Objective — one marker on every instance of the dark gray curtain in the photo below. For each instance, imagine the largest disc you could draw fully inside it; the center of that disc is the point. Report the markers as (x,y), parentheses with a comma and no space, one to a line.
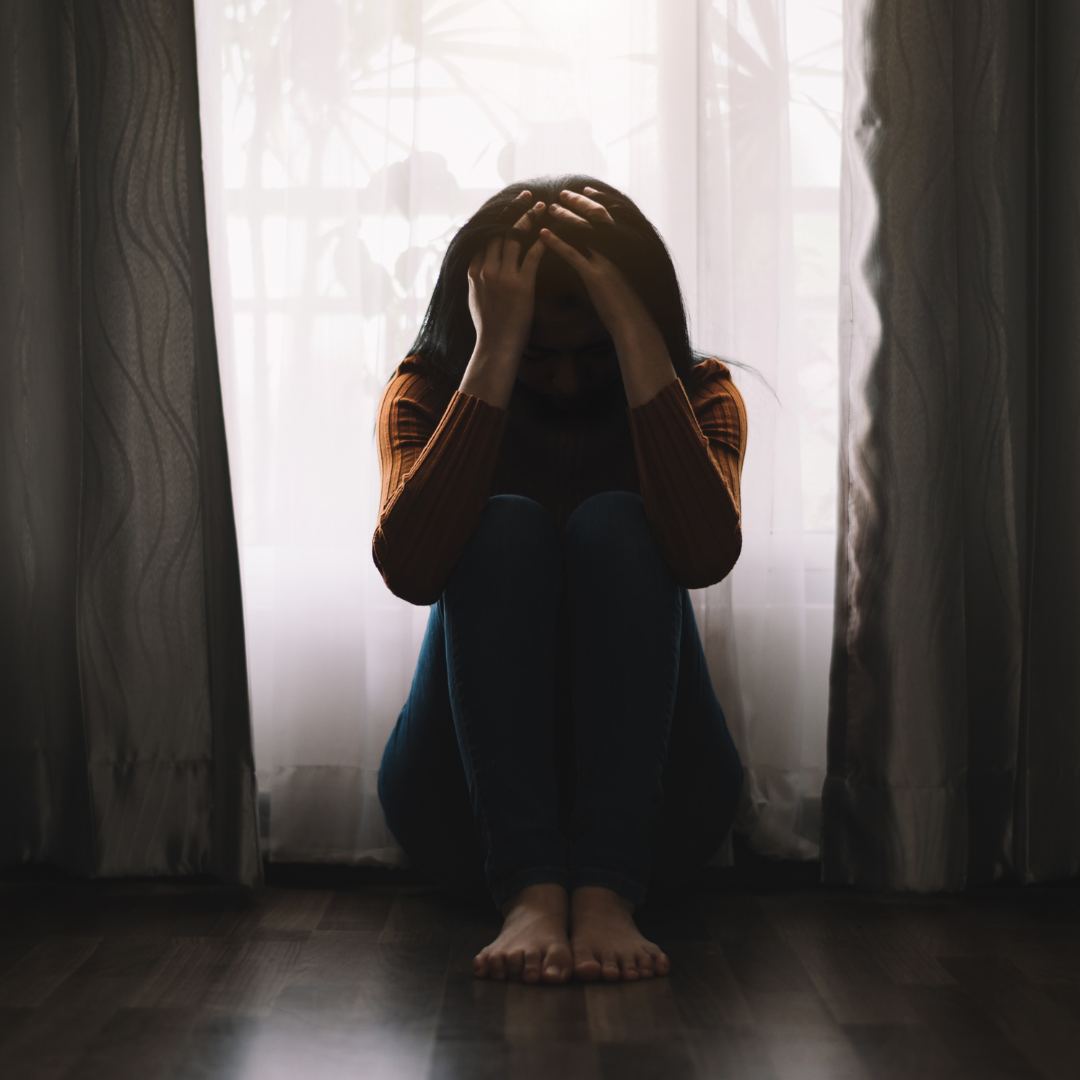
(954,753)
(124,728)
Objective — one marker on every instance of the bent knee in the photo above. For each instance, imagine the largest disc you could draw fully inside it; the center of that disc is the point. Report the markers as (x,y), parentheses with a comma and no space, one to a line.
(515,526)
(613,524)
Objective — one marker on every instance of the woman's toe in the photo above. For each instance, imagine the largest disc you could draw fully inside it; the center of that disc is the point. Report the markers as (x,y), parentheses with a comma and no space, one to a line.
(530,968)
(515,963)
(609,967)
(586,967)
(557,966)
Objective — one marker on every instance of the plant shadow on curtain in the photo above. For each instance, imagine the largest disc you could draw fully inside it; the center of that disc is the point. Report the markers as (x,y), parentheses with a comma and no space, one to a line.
...
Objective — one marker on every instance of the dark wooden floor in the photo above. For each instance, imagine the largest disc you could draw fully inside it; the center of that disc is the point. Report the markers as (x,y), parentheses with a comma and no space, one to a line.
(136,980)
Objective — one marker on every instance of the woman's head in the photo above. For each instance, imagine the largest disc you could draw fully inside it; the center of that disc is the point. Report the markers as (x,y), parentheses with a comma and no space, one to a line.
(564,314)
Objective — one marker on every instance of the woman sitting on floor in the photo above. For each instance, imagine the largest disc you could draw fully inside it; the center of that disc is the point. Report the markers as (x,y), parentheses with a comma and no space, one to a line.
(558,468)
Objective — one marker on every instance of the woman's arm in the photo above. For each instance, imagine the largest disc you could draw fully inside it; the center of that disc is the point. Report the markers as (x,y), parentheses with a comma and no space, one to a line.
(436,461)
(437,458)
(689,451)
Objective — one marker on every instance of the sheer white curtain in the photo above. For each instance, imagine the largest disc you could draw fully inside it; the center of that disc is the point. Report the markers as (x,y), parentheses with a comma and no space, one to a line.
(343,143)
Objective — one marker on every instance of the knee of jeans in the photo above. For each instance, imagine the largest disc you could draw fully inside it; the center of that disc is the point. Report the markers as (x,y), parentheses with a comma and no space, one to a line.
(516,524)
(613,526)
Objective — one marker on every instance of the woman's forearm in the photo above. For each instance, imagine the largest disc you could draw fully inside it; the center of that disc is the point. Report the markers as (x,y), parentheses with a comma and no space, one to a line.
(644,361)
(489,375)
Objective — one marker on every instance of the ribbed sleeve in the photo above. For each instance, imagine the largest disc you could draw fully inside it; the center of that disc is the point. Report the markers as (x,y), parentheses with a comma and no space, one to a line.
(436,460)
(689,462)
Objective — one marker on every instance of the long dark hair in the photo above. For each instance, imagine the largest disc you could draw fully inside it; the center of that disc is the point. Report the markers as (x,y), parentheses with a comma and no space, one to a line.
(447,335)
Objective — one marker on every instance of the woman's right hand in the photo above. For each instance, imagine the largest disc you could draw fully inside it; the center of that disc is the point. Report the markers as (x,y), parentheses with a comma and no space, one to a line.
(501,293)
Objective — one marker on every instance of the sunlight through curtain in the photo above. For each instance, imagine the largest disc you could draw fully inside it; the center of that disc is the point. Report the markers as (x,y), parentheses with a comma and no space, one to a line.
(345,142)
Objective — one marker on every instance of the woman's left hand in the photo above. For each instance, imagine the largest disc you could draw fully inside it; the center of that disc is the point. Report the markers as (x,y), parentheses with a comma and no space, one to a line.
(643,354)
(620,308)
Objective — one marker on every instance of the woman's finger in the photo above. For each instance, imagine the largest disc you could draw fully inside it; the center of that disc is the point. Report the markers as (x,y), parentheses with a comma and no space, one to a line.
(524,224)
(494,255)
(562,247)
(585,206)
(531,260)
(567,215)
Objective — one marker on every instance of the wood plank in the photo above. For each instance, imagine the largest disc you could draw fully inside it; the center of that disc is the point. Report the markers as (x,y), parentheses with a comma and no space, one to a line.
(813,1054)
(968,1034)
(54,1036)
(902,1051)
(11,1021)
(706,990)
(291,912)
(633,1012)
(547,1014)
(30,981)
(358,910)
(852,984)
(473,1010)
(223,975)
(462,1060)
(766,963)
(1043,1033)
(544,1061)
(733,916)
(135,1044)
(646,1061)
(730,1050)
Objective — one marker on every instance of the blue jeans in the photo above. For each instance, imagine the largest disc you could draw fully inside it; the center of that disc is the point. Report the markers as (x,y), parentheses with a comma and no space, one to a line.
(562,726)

**TASK BRIEF**
Repeat the rows verbatim, starting at the one containing "Objective — one marker on every instance of the dark gray" and ending at the one containing "Objective — one marker on every instance of the plant", both included. Leave the pictures out of your copy.

**TASK ANSWER**
Objective — one marker on every instance of the dark gray curtain in the photo below. For each instance, imagine the largest disc you could draw fully inside it; the center of that disc is the point. Report the markers as (x,y), parentheses with a comma and no space, one to a line.
(954,753)
(124,728)
Objective — one marker on every instance of the bent knee in the photo above. For each instance, imagine the largest disc you could draw fully inside it; the center of that disc is the point. Report the markers as (x,y), parentheses with a comma and no space, one to a line.
(515,526)
(613,524)
Objective — one marker on every instance of the woman's toe in the photo above. For each instance, imagine the largest disc you could draw fully inside it; the center of that disc is the point. Report the markers as (x,y), parentheses with a comma and no space, one to a line.
(530,968)
(515,963)
(609,967)
(586,967)
(557,966)
Objective — one marker on every instance of the plant shadow on curtain in the photo above. For each instance, imagine the largest disc you could draw fully inside it; the center of that disc is the point. Report the markers as (x,y), parentheses with a comma and no space, one to a line.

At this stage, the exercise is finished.